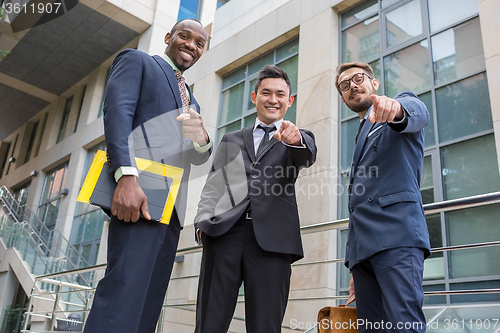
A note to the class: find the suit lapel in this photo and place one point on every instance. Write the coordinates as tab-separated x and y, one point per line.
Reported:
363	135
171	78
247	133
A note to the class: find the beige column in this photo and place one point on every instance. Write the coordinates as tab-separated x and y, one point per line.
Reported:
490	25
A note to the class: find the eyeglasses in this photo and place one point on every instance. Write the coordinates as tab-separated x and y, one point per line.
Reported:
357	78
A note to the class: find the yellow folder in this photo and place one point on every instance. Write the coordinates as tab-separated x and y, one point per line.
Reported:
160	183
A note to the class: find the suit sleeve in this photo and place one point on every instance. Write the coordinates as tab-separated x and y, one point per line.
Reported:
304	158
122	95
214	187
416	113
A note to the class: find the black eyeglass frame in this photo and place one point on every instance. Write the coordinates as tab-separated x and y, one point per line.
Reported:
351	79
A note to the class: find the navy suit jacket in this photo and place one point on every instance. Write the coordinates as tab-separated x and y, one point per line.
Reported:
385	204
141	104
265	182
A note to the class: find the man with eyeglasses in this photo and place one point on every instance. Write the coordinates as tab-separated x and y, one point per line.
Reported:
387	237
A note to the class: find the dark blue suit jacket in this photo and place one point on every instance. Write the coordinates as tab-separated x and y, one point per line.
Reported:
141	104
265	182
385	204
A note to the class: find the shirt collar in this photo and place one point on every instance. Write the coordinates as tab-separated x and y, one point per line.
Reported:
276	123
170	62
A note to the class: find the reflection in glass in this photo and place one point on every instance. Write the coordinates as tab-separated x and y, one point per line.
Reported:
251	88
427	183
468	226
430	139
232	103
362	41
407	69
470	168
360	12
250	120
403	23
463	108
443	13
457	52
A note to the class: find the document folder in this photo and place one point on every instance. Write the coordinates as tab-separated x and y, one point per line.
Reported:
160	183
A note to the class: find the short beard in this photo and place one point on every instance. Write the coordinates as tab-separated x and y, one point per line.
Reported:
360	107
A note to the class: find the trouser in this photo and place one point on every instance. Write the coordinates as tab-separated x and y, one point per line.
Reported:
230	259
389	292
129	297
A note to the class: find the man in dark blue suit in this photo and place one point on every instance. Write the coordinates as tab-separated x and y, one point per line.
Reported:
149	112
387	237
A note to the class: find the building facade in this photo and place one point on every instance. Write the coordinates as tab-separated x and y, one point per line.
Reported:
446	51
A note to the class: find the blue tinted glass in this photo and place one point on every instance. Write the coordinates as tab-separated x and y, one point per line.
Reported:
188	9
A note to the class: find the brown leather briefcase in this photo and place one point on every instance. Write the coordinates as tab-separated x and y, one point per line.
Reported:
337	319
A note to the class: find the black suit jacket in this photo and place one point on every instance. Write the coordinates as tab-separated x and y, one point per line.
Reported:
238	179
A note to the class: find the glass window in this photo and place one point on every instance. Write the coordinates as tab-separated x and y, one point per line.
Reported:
····················
What you are asked to do: The complete material, set down exactly and stripped of pictures, is the expected response.

Answer for this exercise:
A note to the class: find the suit lapel in this photo and place one point on every instance. Write the coordinates as tab-separated x and y, one point per line.
Reported:
363	135
171	78
247	133
A note to the class: find the beige column in this photo and place one point on every instance. Write the coordinates as tab-separated x and y, one point per line.
Reported:
490	25
A note to the class: find the eyeglasses in this photo and place one point on every instance. Write the coordinates as tab-separated x and y, one point per line.
Reported:
357	78
A note to the class: find the yellow folder in this photo and place one point on every instance. Write the coordinates as tab-separated x and y, one point per line.
Reported:
160	183
A note to the class: find the suit sleeve in this photo and place one point on every instance. Write the coordinates as tab-separated x and y, one point per line.
Reported:
304	158
122	95
214	187
416	113
A note to the class: find the black eyeglass frame in this photo and place one point on every instance. Write the coordinates as tab-separated x and y, one point per line.
Reported:
351	79
A note to the class: find the navy suit jacket in this photo and place one point on every instance. Write the coordinates as tab-separated x and y, one point per line.
Reported:
385	204
141	104
265	182
A note to the class: find the man with eyeglasses in this photo and place one point on every instance. Write the coordinates as tab-separated x and y, one point per line.
Reported:
387	237
A note to the class: find the dark blue suit jacket in this photo and place one point on every instance. Write the coordinates as tab-separated x and y, one point per line.
Reported:
141	104
265	182
385	204
A note to the class: find the shirt collar in this photo and place one point on every instance. Write the coordinates as tab-separated x and y, one point per line.
Reported:
276	123
170	62
A note to the class: find the reflection in glass in this photo and place one point on every instance. Write the coordinates as tab-separated x and y, one point per line.
Reported:
251	88
427	183
468	226
430	139
232	103
362	41
407	69
470	168
360	12
250	120
403	23
463	108
443	13
457	52
A note to the class: find the document folder in this photo and place one point on every instance. Write the coordinates as tab-separated x and y, one point per line.
Reported:
160	183
A note to the class: find the short beard in this photo and place one point on every instance. Write the coordinates as tab-separated x and y, one point per line.
Reported:
360	107
A note to the class: find the trouser in this photo and place one point on every instance. Write the coordinates as tab-separated x and y, one point per line.
Reported:
230	259
389	292
129	297
A note to the class: find the man in dark blue suit in this photo and place one point on every instance. Write the coordinates as tab-separated x and y, one point per line.
Reported:
149	112
387	237
A note to the class: find the building facade in this photo and place one point on every instance. Write the coordinates as tab-separated x and y, one point per line.
Reported:
446	51
A note to the class: find the blue tinted glass in this photo and place one point on every instance. Write the coordinates as tab-separated x and y, one point per line.
Reported:
188	9
A note to the class: find the brown leather briefcase in this photo and place one point on every instance. Write the coordinates as tab-separated x and y, one point per line.
Reported:
337	319
A note to the class: find the black suit jacket in this photo and place one point on every instance. Write the coordinates as tab-separated x and y, one point per line.
Reported:
238	179
A note to the class: find the glass window in this photo and place one point on every instance. Write the coordinates as tab-separated x and y, one point per line.
Reported:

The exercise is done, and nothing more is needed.